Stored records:
------------------------

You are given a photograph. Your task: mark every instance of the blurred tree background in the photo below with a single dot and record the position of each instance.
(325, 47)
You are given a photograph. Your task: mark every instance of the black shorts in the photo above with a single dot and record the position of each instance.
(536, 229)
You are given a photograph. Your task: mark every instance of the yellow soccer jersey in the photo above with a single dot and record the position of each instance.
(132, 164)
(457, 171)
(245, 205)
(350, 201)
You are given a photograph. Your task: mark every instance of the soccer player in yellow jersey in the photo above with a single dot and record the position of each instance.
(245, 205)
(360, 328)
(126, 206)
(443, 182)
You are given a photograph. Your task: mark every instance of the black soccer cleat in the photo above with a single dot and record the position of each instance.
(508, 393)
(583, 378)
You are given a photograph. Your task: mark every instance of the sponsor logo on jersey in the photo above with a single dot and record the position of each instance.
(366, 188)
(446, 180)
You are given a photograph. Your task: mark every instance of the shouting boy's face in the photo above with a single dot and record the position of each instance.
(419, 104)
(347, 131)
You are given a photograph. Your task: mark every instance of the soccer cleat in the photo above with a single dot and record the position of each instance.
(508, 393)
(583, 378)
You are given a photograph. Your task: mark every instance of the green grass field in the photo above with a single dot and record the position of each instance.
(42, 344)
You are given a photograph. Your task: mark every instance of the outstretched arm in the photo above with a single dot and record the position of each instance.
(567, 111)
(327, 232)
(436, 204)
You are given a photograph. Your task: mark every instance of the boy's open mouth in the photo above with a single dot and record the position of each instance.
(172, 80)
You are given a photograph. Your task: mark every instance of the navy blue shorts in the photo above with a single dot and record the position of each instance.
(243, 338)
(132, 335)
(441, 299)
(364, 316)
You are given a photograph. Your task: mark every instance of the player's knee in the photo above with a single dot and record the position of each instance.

------------------------

**Task statement:** Express the stretch of the listing from the line containing "the soccer player" through the end of the listing as a Markdown table with the columns No. and Line. Give each line its own row, numbered in order, and leave out blank lines.

**Answer below:**
| No. | Line |
|---|---|
| 1 | You are given a photograph. Your task: mark every instance of the soccer player in yellow jersey in the photo above with a single dot and record the position of each instance. |
| 2 | (245, 205) |
| 3 | (360, 328) |
| 4 | (126, 206) |
| 5 | (443, 182) |
| 6 | You are given a photograph. Your task: mark every instance of the black soccer cleat in the photo above with a single dot and record the position of each instance. |
| 7 | (508, 393) |
| 8 | (583, 378) |
| 9 | You are given a photograph. Your task: mark every instance of the sponsor logo on jersey in the photo above with a single dot and record the position of each instance. |
| 10 | (366, 188) |
| 11 | (446, 180) |
| 12 | You are given a photograph. Your task: mark every instance of the shouting boy's face in the photo above with a single dot and record the position of each instance. |
| 13 | (419, 104) |
| 14 | (347, 131) |
| 15 | You are given a photograph. Your task: mark every instance of the soccer cleat in the photo above with a single dot and record the position of each instance. |
| 16 | (508, 393) |
| 17 | (583, 378) |
| 18 | You are given a photograph. Your task: mark every instance of the green grass field in the photo above with a single dot and record the position of each instance. |
| 19 | (42, 344) |
| 20 | You are given a photograph. Your task: mark every instance of the outstretched arm in the photo above with a single dot and record the position of each instance. |
| 21 | (567, 111) |
| 22 | (327, 232) |
| 23 | (436, 204) |
| 24 | You are given a photograph. Your task: mark every instance of the boy's open mouth in the photo above with a single dot and record the position of each instance. |
| 25 | (172, 80) |
| 26 | You are given a photograph. Your task: mark every instance of the navy blue shorts in the photo above with a single dot and record the position of each instance. |
| 27 | (243, 338) |
| 28 | (132, 335) |
| 29 | (441, 299) |
| 30 | (364, 316) |
| 31 | You are given a photograph. Your task: mark every instance of the player's knee in the photo above with a single dot and record the position of each instance. |